→ Supplied text

--- START ---

You have never seen many of the events that I am discussing, and some of you did not even know that weight-lifting and swimming were a part of the olympics.  You will never get to see them, I am sorry, because you will be shown a steady diet of the 16-year-old pixie girls dancing and doing their flips. 

Would you like to watch some wrestling?  Some belching, or rowing?  TOUGH BEANS, LOSER!  WATCH SOME GYMNASTICS INSTEAD!

As you can see, I am less than sanguine about the whole olympics=pixie flipping dancing-girls situation. 

Back in the olden days, olympics competitors were all male, and they actually didn’t wear clothes while they competed, and the only two things the naked males did were race and wrestle.  However, NBC did a poll on this issue, and determined that most people did not want to watch naked males fighting or running, and so they branched out: naked males shooting bows and arrows, naked males ice skating, naked males playing volleyball, but ratings continued to be flat.  So, NBC made the males start wearing clothes in 1977, and then, in the 1983 olympics, NBC had females (clothed) competing for the first time.

--- END ---

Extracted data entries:
--- START ---

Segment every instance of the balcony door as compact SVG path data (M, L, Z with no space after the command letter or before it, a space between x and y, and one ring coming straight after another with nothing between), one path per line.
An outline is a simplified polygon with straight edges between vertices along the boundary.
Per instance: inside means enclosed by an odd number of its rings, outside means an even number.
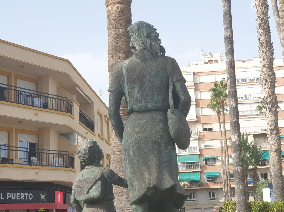
M18 137L19 162L24 164L31 164L32 158L37 158L35 149L37 147L38 136L19 133Z
M0 100L6 101L8 99L8 86L6 85L8 84L8 77L4 75L0 75Z
M8 158L8 149L9 132L0 131L0 160Z

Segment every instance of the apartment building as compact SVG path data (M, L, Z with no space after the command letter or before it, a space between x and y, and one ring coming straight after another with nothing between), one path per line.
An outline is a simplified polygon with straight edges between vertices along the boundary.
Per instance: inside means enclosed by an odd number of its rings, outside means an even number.
M191 131L189 147L185 150L177 147L176 150L179 181L189 195L184 205L186 212L212 211L213 205L222 208L224 201L222 183L224 172L221 162L217 116L207 107L210 96L208 91L213 83L220 80L227 81L226 63L223 61L222 53L210 52L203 54L201 61L190 63L188 67L181 68L192 101L187 118ZM261 147L262 150L268 150L264 115L256 110L263 97L259 60L252 58L236 61L235 63L241 132L249 133L250 141L255 140L255 145ZM275 93L280 107L278 124L282 137L284 137L284 72L282 59L274 60L274 70L277 81ZM228 107L227 109L228 110ZM225 115L227 139L230 137L229 113L229 111ZM222 125L222 128L223 130ZM283 148L284 140L281 139ZM230 155L231 148L229 149ZM284 168L283 163L282 166ZM264 156L258 168L260 181L269 180L269 167L268 154ZM232 169L230 171L233 200L233 175ZM251 170L249 170L248 175L249 198L253 200Z
M0 211L72 211L78 145L110 165L108 110L68 60L0 40Z

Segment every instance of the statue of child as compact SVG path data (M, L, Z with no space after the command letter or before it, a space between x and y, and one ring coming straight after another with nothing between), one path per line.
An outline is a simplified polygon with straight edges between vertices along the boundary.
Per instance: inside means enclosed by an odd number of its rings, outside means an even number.
M116 212L112 184L128 188L126 180L100 162L102 150L93 139L78 147L78 157L86 168L77 174L72 186L71 203L77 212ZM85 203L83 208L79 202Z

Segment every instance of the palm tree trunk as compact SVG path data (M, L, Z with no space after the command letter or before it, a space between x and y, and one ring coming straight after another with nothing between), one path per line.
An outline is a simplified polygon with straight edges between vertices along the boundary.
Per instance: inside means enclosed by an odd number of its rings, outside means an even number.
M248 212L238 108L231 0L222 0L236 212Z
M249 200L248 195L248 175L246 175L245 176L245 182L246 183L246 192L247 192L247 198L248 200Z
M254 170L252 172L252 180L253 181L253 185L252 186L252 191L253 192L253 198L255 200L257 200L257 195L256 191L257 184L258 183L258 174L256 170Z
M278 104L275 95L275 73L273 70L273 45L271 43L267 0L254 0L256 14L258 55L264 97L262 101L267 125L267 142L269 149L274 201L284 200L284 186L281 166L280 130L278 126Z
M226 126L225 124L225 112L224 109L224 103L220 103L221 105L221 110L222 110L222 117L223 118L223 131L224 133L224 146L225 149L225 155L226 158L226 171L227 175L227 183L228 187L228 198L229 201L232 201L232 197L231 196L231 182L230 181L230 170L229 164L229 152L228 151L228 145L227 143L227 135L226 132Z
M110 83L114 66L132 56L129 45L130 41L126 32L132 22L131 0L105 0L105 3L108 20L108 59ZM126 103L124 98L121 103L120 112L124 124L128 117L126 108ZM110 134L112 169L125 178L122 147L111 124L110 125ZM118 212L131 211L128 190L115 186L113 191L116 211Z
M219 110L219 111L220 111ZM222 128L221 128L221 122L220 120L220 112L217 112L217 117L218 118L218 123L219 124L219 132L220 132L220 145L221 149L221 163L222 164L222 170L224 170L225 169L224 168L224 160L223 157L223 139L222 136ZM225 202L227 201L227 195L226 195L226 188L225 185L227 184L225 183L225 173L223 172L223 177L222 177L222 180L223 182L223 194L224 196L225 197Z

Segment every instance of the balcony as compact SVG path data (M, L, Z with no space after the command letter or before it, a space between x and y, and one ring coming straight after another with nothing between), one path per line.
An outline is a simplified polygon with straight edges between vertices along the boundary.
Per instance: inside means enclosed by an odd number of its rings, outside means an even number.
M190 135L191 136L198 136L198 131L197 130L191 130Z
M200 169L200 164L183 164L181 165L178 165L179 170L187 170Z
M72 115L72 103L66 97L2 83L0 83L0 101Z
M79 121L87 127L92 132L95 132L94 121L88 117L81 109L79 109Z
M236 79L236 81L237 83L256 82L261 82L261 78L260 77L247 78L238 78Z
M267 126L256 126L253 127L245 127L241 128L241 132L265 132Z
M186 84L187 86L194 86L194 82L193 81L187 81Z
M258 148L260 147L261 149L268 149L268 144L267 143L257 143L254 144L253 145Z
M264 112L260 112L255 110L251 111L239 111L239 116L252 116L254 115L264 115Z
M183 181L180 182L183 188L194 188L202 187L202 182L200 181Z
M181 149L178 148L178 153L189 153L190 152L199 152L199 147L189 147L186 149Z
M0 164L74 168L74 154L57 150L0 144Z
M258 94L238 94L238 100L261 99L263 97L263 94L261 93Z

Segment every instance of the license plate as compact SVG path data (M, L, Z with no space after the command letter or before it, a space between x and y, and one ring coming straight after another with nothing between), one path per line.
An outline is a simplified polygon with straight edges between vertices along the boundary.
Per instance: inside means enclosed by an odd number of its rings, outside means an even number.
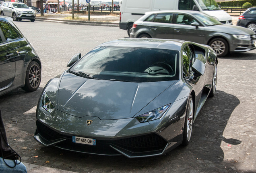
M91 145L96 145L96 139L92 138L87 138L73 136L72 141L74 143L86 144Z

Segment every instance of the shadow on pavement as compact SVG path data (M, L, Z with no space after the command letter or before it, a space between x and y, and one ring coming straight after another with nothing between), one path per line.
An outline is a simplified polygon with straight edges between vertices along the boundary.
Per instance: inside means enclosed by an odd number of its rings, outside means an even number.
M255 53L249 52L235 52L229 53L224 57L218 58L237 60L256 60L256 56L255 55Z

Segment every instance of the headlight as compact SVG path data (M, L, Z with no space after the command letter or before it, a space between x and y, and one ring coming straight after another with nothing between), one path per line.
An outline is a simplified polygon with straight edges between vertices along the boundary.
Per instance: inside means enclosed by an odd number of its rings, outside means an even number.
M48 97L46 93L44 92L42 96L42 107L50 113L54 111L55 108Z
M247 38L249 37L249 36L246 35L233 34L232 35L237 39Z
M214 19L215 20L216 20L217 21L219 21L219 19L218 19L218 18L217 18L217 17L216 17L215 16L212 16L212 18L214 18Z
M145 114L139 115L136 117L136 119L140 123L144 123L159 119L162 117L162 115L168 109L170 105L171 104L167 105Z

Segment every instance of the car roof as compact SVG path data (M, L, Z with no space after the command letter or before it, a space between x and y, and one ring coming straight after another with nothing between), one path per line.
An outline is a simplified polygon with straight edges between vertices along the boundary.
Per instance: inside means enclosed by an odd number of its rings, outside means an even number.
M12 4L25 4L23 2L10 2L10 3Z
M12 19L12 18L4 16L0 16L0 20L9 22L13 22L13 19Z
M147 12L145 13L145 14L151 14L156 13L182 13L188 14L193 14L196 13L202 13L202 12L198 11L185 10L158 10Z
M131 47L154 48L180 51L182 44L186 42L180 40L155 38L122 38L103 43L98 46Z
M256 7L252 7L252 8L247 8L247 10L255 10L255 9L256 9Z

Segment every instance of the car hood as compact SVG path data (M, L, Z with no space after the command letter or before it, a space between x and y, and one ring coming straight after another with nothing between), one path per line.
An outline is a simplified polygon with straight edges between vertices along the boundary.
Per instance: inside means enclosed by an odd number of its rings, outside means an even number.
M58 103L59 111L78 117L128 118L134 117L176 81L130 82L90 79L65 72L55 96L58 102L54 103Z
M31 9L30 8L15 8L16 10L17 10L18 11L25 11L25 12L32 12L32 11L34 11L33 10Z
M240 34L251 35L254 32L249 29L242 26L223 24L206 26L206 30L215 32L219 32L229 34Z

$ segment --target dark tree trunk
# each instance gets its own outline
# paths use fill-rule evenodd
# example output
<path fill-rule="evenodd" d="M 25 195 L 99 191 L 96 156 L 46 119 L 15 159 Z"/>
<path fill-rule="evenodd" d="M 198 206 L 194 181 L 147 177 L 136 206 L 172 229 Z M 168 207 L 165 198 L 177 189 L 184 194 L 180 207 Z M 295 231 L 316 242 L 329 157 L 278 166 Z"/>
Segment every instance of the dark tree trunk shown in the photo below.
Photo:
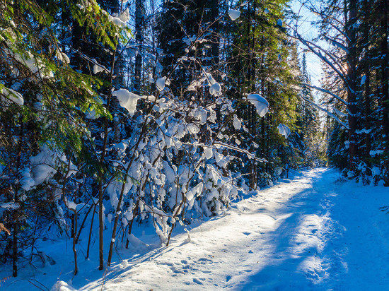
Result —
<path fill-rule="evenodd" d="M 389 97 L 388 97 L 388 85 L 389 81 L 389 55 L 388 52 L 388 0 L 381 0 L 381 8 L 382 11 L 381 30 L 382 30 L 382 41 L 381 41 L 381 88 L 382 88 L 382 104 L 383 104 L 383 134 L 384 138 L 384 147 L 385 155 L 384 156 L 384 173 L 383 180 L 384 185 L 389 186 Z"/>
<path fill-rule="evenodd" d="M 357 1 L 349 0 L 345 2 L 346 33 L 349 37 L 349 52 L 347 56 L 347 102 L 349 119 L 349 169 L 355 168 L 357 145 L 356 129 L 357 126 L 356 112 L 356 23 Z"/>

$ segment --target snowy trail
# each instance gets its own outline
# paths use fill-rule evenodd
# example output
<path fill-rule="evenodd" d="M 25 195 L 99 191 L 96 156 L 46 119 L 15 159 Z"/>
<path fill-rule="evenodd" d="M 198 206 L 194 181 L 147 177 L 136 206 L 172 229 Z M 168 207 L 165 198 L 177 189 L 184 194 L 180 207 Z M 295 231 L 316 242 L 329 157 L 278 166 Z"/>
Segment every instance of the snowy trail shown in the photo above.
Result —
<path fill-rule="evenodd" d="M 104 273 L 94 251 L 80 256 L 74 276 L 72 254 L 58 251 L 66 242 L 47 242 L 42 248 L 57 263 L 0 282 L 0 290 L 50 290 L 58 280 L 70 287 L 52 291 L 389 290 L 389 215 L 379 209 L 389 206 L 389 189 L 339 177 L 315 169 L 284 180 L 191 225 L 190 242 L 182 230 L 168 247 L 135 242 Z M 141 230 L 140 239 L 158 239 Z"/>
<path fill-rule="evenodd" d="M 261 190 L 192 229 L 190 242 L 178 234 L 117 265 L 105 290 L 388 290 L 388 189 L 337 178 L 317 169 Z"/>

--- END ---

→ Task instructions
Reproduce the passage of the Olympics text that starts at "You have never" and ends at "SOME GYMNASTICS INSTEAD!", keeping every word and punctuation mark unchanged.

→ Answer
You have never seen many of the events that I am discussing, and some of you did not even know that weight-lifting and swimming were a part of the olympics.  You will never get to see them, I am sorry, because you will be shown a steady diet of the 16-year-old pixie girls dancing and doing their flips. 

Would you like to watch some wrestling?  Some belching, or rowing?  TOUGH BEANS, LOSER!  WATCH SOME GYMNASTICS INSTEAD!